> Challenge
Format the lines below as a JSON list of strings, one string per line, with blank lines omitted. Leave any pictures out.

Saved entries:
□ □ □

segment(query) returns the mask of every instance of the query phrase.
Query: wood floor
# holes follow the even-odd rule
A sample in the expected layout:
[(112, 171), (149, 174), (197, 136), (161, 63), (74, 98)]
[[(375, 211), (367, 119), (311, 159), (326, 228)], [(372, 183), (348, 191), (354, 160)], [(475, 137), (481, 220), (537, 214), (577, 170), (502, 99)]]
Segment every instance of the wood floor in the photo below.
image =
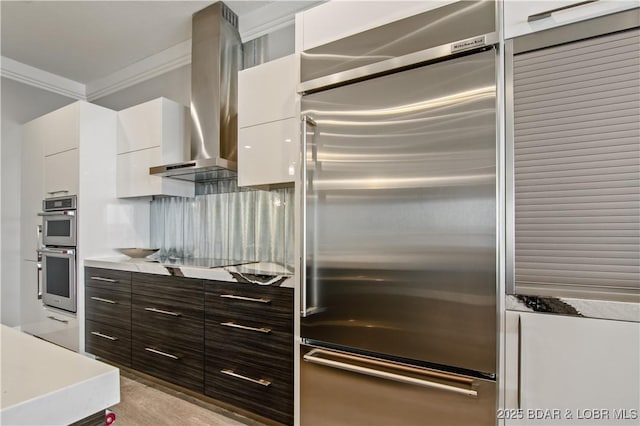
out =
[(114, 426), (263, 426), (263, 423), (122, 370), (120, 403), (110, 409), (116, 414)]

□ □ □

> Solution to the exercise
[
  "segment(query) returns the mask of every instance of the query phrase.",
  "Query: wood floor",
  "# holes follow the even-odd rule",
  "A sample in the expected layout:",
  "[(112, 171), (149, 174), (197, 136), (161, 63), (74, 98)]",
  "[[(375, 211), (367, 119), (311, 159), (326, 228)], [(372, 183), (348, 191), (354, 160)], [(475, 137), (481, 220), (537, 214), (577, 170), (502, 99)]]",
  "Segment every instance of the wood floor in the photo below.",
  "image =",
  "out =",
  "[(114, 426), (263, 426), (263, 423), (122, 370), (120, 403), (110, 409), (116, 414)]"
]